__Trecho__.
========================

Existe
uma forte relação entre a Filosofia e a Psicologia, podendo-se afirmar que são
as ciências humanas mais próximas[1].
Os primeiros estudos sobre o psiquismo e a alma foram realizados pela Filosofia
Grega, a qual observava atentamente as atividades humanas e a manifestação da
alma[2].
Sendo assim, pretende-se aqui fazer uma breve análise da relação de proximidade
entre a Filosofia e Psicologia, salientando: a grande afinidade que existe
entre o pensamento filosófico e a Psicologia; o aprofundamento da antropologia
filosófica, principalmente do psiquismo, dimensão constitutiva do ser humano;
e, por fim, o autoconhecimento, que propiciará um encontro da verdade e bem que
habita no interior humano.
A
própria etimologia da palavra Psicologia pode ressaltar o desejo que tanto a
Filosofia quanto a Psicologia tem, a saber: conhecer “O que é homem” [3].
O termo ψυχή (psyché) significa pessoa, alma humana, sentimento, caráter[4]
e λόγος (lógos) significa matéria de estudo e conversação, relato, notícia[5].
Sendo assim, a Psicologia busca estudar a pessoa humana, principalmente sua
dimensão interior. Do mesmo modo que o
pensamento filosófico: “No campo filosófico, a interrogação sobre o homem
torna-se o tema dominante na época da sofística antiga (séc. V a. C.) e, a
partir de então, acompanha todo o desenvolvimento histórico da Filosofia
Ocidental...”[6]
Sendo assim, expressa-se uma primeira
relação entre o estudo da psicologia e o pensamento filosófico, pois aquela
está em estreita relação com este, possibilitando-se assim um diálogo e um
aprofundamento de temas caros à Filosofia que a psicologia poderia iluminar
e/ou até mesmo responder e dar soluções.
Já
nesta segunda relação faz mister lembrar do
pensador Immanuel Kant, filósofo moderno do século XVIII, que elaborou
uma crítica à Filosofia e consagrou seu pensamento como a “filosofia da filosofia”[7]
. Kant ressalta na obra Crítica da Razão
Pura que todo interesse de seu pensamento está nas questões:
Que
posso saber?
Que
devo fazer?
Que
posso esperar?[8]
Estas perguntas são, na
obra Lógica, unificadas em uma só
(que está ausente na Crítica da Razão Pura): “o que é o homem?”. Kant salienta que a Filosofia é,
impreterivelmente, uma forma de antropologia[9].
Ao que se percebe, a partir do pensamento Kantiano, a questão sobre o ser
humano se torna central em toda reflexão filosófica[10],
ou seja, o ápice de todo discurso filosófico se dará na antropologia.
Assim sendo, os estudos
da Filosofia moderna e pós-moderna se voltam com insistência para elaborar o
melhor discurso possível sobre o ser humano[11],
buscando levar em consideração suas categorias de estrutura, relação e unidade.
Na categoria de estrutura ou níveis ontológicos constitutivos, o ser humano é
composto de corpo próprio, psiquismo e espírito (dimensão espiritual, chamada
por alguns autores também de mente)[12].

========================

__Dados extraídos__.
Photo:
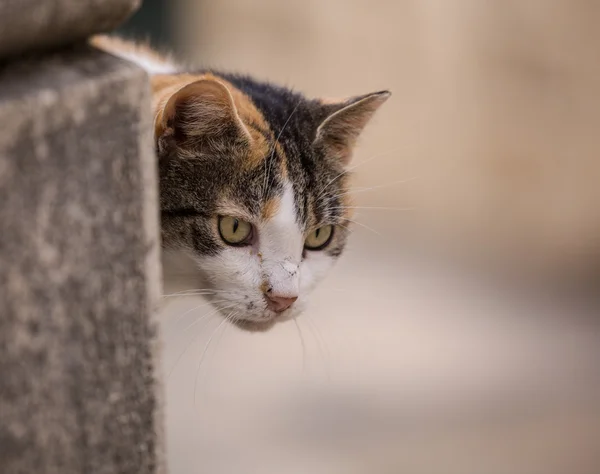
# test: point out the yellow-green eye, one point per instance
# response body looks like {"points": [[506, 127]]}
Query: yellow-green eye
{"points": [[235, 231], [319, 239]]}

========================

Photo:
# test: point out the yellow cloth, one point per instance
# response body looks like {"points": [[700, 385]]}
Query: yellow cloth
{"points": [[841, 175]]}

========================

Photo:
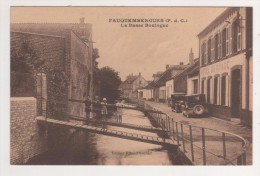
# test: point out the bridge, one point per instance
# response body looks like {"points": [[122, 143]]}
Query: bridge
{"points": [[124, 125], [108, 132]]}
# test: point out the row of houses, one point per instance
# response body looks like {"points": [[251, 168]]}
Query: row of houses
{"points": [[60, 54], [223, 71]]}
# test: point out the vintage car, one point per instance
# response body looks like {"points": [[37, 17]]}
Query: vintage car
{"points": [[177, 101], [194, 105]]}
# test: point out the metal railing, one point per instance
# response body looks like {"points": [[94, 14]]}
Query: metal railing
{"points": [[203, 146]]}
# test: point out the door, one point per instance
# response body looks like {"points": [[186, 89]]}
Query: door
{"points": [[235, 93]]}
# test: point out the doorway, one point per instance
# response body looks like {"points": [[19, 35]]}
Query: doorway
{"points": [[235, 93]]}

========================

__O que se pede__.
#1 De acordo com o trecho sobre Filosofia e Psicologia, em qual obra de Kant as três perguntas se unificam em uma só?
#2 Transcreva do trecho sobre Filosofia e Psicologia a parte que se inicia nas palavras que contêm "Sendo assim, a" e se encerra em "e dar soluções.".

__Respostas em ordem__.
#1 Na obra Lógica.

#2
Sendo assim, a Psicologia busca estudar a pessoa humana, principalmente sua
dimensão interior. Do mesmo modo que o
pensamento filosófico: “No campo filosófico, a interrogação sobre o homem
torna-se o tema dominante na época da sofística antiga (séc. V a. C.) e, a
partir de então, acompanha todo o desenvolvimento histórico da Filosofia
Ocidental...”[6]
Sendo assim, expressa-se uma primeira
relação entre o estudo da psicologia e o pensamento filosófico, pois aquela
está em estreita relação com este, possibilitando-se assim um diálogo e um
aprofundamento de temas caros à Filosofia que a psicologia poderia iluminar
e/ou até mesmo responder e dar soluções.